## Problem description
All lines in the material with the string "wrist" should be listed.
%%
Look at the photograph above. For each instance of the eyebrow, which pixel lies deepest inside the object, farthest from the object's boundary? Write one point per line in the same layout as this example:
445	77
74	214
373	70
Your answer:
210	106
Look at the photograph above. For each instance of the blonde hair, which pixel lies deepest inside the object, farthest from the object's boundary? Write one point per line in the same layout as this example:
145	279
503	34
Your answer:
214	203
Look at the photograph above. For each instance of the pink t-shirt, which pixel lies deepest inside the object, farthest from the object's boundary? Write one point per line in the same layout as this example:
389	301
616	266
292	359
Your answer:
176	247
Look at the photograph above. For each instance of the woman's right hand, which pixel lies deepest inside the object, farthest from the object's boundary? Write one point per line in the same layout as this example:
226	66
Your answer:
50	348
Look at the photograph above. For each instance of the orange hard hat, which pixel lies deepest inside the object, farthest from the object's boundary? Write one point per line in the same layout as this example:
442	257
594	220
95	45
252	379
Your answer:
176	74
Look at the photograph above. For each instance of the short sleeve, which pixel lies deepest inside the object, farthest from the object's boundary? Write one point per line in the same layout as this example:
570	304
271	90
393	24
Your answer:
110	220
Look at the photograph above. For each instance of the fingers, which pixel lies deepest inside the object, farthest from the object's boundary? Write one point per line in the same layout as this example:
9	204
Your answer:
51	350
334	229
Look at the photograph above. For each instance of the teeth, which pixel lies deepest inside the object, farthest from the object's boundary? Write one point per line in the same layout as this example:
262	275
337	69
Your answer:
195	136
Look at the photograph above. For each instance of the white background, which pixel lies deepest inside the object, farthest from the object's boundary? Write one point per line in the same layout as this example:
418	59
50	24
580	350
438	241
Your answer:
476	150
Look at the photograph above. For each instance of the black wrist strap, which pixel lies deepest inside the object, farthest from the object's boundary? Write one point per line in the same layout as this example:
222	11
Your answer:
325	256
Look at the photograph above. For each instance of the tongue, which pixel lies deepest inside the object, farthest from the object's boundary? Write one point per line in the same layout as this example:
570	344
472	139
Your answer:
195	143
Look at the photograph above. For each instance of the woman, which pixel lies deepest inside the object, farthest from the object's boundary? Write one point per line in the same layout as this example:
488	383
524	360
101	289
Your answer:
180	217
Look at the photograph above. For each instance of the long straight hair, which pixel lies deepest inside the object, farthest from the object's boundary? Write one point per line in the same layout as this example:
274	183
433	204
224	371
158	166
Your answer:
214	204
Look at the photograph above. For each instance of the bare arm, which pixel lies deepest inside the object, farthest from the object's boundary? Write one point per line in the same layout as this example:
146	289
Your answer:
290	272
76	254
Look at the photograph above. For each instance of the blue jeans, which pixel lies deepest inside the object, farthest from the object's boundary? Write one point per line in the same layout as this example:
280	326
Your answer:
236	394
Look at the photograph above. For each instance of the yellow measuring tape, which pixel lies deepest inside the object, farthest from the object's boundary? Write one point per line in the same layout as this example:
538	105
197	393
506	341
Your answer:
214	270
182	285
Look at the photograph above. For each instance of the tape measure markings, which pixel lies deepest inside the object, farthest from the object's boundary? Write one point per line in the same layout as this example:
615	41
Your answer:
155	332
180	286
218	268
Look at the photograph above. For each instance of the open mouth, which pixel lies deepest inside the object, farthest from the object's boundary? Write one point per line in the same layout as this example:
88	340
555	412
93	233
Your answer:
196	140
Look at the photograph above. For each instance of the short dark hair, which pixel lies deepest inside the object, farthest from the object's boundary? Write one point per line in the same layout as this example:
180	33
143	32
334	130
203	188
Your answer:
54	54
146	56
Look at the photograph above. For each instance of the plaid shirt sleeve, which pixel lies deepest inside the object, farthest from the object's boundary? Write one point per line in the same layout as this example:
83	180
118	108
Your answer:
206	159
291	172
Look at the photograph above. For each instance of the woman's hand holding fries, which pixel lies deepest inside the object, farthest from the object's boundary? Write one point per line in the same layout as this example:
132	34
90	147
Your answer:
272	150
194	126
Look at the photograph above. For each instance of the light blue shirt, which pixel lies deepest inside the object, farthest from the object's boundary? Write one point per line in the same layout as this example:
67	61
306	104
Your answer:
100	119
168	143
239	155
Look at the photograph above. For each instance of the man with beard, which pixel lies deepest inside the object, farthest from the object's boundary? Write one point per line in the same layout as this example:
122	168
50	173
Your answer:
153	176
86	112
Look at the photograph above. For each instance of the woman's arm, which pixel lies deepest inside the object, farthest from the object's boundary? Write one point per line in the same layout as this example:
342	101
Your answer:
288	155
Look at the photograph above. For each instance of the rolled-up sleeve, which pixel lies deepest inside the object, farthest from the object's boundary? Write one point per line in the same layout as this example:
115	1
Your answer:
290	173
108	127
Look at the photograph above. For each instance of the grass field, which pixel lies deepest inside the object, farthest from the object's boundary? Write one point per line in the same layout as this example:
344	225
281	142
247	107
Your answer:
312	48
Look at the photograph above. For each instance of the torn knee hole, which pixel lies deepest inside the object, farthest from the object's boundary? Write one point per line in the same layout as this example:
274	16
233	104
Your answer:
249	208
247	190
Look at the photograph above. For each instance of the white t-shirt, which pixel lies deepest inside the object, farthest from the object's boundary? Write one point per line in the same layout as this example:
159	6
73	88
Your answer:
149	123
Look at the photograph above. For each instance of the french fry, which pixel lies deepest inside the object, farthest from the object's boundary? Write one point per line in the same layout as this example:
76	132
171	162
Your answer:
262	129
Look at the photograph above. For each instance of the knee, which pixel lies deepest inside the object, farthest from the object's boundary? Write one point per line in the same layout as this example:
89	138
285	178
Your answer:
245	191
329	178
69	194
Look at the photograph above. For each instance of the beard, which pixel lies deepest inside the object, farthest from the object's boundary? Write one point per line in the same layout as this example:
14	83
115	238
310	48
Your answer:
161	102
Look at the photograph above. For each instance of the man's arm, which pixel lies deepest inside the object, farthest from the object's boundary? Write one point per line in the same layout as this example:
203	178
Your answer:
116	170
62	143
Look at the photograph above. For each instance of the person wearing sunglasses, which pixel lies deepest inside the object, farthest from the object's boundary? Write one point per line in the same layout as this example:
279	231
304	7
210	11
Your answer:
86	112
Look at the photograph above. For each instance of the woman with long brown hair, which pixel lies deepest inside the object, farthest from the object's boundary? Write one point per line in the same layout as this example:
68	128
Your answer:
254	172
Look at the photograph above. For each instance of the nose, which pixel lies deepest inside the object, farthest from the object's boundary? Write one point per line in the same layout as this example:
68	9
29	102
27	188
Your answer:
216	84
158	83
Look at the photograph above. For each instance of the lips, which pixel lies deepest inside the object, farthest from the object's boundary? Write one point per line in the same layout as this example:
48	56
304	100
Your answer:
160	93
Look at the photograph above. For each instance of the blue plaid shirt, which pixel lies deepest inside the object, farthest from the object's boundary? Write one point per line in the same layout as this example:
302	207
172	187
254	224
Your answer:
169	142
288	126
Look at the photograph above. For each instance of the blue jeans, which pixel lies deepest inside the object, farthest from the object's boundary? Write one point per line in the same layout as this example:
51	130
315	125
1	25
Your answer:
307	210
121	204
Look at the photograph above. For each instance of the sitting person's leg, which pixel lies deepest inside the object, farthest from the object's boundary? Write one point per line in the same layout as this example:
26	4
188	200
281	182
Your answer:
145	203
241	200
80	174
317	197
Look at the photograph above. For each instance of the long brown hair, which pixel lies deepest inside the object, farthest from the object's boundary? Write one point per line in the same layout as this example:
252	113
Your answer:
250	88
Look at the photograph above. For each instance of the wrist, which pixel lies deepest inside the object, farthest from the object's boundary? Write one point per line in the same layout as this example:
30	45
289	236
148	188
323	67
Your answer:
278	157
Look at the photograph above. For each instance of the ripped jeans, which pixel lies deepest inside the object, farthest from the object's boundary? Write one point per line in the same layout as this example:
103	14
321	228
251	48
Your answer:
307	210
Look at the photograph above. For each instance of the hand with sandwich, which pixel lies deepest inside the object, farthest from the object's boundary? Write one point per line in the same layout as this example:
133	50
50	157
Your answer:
%%
## Exercise answer
Look at the photograph above. For each instance of the black wrist strap, which pixel lies deepest inside the object, farthest from the object's boundary? Write one point per line in the same layout as this example:
Look at the photograph above. For each instance of the wrist, which pixel lies deepest inside the object, farthest from the object's boundary? Write one point per line in the same layout as this example:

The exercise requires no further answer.